▶ _AIM_: Scale the listing from the line with "One dot per instance of the interior" through the end of the listing by rewriting every one of those lines, requests included, with each answer coordinate multiplied by 0.7 and rounded to a whole number, halves rounding up. Leave the requests and their format samples unchanged.

(Pointing dataset records)
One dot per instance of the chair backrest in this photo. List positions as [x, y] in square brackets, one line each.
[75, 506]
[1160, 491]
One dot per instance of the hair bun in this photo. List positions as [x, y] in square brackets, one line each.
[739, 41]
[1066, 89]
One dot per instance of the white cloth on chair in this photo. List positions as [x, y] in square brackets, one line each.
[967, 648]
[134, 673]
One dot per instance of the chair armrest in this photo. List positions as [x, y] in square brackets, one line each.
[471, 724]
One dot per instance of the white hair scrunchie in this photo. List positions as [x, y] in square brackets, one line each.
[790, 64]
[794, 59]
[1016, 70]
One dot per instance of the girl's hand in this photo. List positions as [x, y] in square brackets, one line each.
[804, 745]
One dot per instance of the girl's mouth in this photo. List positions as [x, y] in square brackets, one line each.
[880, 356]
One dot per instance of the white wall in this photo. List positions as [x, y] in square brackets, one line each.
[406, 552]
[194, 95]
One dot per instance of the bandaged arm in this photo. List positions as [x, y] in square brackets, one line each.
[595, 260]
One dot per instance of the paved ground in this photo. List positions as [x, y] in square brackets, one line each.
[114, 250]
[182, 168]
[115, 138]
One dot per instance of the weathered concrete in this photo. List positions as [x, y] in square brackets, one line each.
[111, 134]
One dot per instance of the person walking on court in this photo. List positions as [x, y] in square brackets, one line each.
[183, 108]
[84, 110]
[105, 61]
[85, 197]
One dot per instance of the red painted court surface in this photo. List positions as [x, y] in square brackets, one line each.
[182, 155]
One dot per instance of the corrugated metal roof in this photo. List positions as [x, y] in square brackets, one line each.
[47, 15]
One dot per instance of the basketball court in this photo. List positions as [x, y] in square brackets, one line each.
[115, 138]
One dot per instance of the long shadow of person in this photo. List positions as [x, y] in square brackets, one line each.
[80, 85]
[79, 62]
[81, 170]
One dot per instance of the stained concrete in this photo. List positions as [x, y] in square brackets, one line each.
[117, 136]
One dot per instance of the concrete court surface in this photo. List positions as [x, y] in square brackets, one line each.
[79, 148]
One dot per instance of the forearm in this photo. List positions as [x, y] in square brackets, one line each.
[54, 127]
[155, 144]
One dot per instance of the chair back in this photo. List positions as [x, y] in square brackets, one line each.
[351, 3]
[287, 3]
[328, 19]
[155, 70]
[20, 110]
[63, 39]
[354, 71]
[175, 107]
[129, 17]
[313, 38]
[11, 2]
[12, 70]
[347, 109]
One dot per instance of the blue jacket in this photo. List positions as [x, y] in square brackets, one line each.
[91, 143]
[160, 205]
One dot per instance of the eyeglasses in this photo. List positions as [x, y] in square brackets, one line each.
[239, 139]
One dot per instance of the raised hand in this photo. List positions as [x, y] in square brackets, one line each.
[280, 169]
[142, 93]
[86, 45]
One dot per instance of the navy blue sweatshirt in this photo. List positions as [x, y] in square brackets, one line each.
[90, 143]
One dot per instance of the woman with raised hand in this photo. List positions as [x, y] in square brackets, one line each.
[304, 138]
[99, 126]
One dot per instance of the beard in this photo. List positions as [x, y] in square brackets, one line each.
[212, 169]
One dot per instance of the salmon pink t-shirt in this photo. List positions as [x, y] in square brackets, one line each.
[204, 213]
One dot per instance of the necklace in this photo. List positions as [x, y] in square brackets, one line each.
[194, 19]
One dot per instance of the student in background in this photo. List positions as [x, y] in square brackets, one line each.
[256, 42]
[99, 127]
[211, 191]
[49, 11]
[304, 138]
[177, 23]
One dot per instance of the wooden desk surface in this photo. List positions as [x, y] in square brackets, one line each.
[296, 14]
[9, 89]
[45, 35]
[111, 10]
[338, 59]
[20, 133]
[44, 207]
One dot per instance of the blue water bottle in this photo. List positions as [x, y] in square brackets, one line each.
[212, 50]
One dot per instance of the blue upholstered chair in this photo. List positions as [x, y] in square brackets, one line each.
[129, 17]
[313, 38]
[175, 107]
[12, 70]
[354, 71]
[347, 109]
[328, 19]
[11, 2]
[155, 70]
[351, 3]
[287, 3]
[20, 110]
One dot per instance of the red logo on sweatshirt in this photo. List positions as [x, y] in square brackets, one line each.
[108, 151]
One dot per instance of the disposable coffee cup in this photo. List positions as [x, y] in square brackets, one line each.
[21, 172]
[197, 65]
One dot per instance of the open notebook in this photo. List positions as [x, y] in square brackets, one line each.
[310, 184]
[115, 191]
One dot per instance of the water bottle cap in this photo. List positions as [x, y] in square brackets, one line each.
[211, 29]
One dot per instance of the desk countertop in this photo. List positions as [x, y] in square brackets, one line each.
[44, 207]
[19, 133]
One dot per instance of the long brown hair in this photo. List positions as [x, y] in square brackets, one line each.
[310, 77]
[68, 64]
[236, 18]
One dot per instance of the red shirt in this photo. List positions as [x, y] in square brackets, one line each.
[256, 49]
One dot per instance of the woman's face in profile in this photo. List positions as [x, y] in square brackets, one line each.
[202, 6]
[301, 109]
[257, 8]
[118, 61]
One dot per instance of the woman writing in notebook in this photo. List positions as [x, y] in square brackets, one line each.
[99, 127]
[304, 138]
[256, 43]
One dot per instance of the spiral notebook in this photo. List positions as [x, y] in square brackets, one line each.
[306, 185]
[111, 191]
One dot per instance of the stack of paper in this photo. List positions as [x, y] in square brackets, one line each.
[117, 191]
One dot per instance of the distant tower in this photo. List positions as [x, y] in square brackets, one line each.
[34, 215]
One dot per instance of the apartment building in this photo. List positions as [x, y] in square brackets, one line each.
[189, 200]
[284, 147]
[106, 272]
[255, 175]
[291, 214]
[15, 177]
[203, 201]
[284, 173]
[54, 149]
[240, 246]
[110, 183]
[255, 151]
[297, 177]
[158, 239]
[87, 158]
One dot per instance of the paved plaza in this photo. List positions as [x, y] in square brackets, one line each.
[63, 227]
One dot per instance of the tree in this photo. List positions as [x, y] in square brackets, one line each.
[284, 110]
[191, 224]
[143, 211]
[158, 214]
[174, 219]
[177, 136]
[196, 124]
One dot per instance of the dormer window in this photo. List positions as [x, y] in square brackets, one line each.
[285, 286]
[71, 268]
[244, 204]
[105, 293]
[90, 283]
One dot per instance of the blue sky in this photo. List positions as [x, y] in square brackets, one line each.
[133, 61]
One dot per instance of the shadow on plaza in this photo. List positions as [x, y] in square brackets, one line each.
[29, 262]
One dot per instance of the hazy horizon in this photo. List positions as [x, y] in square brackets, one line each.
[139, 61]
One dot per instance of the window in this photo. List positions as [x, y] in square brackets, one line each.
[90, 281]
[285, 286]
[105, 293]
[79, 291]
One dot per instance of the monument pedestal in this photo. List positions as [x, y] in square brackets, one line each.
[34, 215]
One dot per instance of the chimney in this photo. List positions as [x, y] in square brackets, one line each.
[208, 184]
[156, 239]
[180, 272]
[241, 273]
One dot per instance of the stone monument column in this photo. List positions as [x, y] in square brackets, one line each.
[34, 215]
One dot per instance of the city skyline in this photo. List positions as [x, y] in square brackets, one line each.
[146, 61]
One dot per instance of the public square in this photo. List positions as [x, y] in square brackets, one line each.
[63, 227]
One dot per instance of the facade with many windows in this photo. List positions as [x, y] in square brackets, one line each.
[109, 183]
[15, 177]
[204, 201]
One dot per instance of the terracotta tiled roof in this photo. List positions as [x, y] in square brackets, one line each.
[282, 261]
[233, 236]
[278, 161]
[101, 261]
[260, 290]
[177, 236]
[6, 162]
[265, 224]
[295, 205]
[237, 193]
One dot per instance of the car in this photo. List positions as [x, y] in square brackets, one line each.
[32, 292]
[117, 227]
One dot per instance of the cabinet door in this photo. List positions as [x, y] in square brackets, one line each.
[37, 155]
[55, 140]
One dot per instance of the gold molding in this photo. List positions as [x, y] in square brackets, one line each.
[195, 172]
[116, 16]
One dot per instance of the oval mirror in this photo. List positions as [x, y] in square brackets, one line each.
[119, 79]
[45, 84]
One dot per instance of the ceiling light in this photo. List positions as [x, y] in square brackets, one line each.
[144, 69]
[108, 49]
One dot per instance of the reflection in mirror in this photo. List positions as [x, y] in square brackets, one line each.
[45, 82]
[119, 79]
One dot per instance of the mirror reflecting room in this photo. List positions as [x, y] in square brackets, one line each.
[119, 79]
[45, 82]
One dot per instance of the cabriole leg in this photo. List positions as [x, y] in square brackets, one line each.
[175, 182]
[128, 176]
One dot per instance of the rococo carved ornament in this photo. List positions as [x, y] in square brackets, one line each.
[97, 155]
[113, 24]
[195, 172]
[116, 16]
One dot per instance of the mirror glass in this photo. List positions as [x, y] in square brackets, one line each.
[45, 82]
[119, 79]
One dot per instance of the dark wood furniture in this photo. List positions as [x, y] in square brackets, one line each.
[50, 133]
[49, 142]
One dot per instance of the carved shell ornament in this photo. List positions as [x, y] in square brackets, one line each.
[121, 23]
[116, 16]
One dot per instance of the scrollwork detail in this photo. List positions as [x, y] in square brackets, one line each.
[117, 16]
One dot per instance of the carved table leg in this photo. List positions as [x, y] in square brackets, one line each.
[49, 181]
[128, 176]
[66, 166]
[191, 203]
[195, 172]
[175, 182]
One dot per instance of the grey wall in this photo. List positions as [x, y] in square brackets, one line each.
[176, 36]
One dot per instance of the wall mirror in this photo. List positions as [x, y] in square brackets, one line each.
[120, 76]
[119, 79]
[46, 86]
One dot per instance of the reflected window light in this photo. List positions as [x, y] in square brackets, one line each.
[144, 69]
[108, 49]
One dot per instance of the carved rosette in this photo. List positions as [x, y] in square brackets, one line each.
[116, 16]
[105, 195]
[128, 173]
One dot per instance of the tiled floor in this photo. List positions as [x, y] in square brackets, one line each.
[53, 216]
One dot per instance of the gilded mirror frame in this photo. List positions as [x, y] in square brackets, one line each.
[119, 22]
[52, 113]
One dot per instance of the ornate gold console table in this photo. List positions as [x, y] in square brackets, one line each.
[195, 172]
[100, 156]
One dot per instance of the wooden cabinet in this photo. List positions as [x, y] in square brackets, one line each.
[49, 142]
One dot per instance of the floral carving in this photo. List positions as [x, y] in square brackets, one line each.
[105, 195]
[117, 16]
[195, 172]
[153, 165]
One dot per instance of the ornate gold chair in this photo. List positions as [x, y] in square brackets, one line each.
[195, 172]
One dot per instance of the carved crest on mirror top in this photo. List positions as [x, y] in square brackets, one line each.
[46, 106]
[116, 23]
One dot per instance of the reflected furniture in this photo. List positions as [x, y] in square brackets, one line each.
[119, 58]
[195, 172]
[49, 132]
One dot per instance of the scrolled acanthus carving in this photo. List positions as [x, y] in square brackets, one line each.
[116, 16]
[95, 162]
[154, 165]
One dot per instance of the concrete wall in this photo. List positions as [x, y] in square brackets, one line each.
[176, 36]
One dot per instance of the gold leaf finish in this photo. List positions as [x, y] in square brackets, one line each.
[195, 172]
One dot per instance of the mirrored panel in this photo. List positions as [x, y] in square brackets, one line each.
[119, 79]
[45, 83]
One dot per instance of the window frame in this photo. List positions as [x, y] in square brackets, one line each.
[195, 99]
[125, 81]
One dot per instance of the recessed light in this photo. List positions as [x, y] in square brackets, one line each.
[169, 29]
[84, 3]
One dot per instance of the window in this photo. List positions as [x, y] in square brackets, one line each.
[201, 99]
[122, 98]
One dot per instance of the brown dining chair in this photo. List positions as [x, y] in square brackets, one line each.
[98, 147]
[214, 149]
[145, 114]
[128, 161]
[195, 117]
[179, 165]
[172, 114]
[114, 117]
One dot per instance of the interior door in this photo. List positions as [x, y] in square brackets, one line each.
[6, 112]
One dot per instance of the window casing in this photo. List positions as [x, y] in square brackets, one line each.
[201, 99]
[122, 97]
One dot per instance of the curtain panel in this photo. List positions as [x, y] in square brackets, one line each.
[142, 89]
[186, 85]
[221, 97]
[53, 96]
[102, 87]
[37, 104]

▶ _RESPONSE TO THIS TASK_:
One dot per instance of the interior door in this photo. List positions as [x, y] in square brackets, one line each.
[4, 78]
One dot per instance of the window casing in this photo. List positions as [x, y] in square brackets, one line each.
[141, 69]
[85, 68]
One dot per instance of the curtain panel in this photo. List positions as [x, y] in square brackets, one line each.
[99, 62]
[130, 60]
[155, 68]
[37, 67]
[71, 61]
[26, 73]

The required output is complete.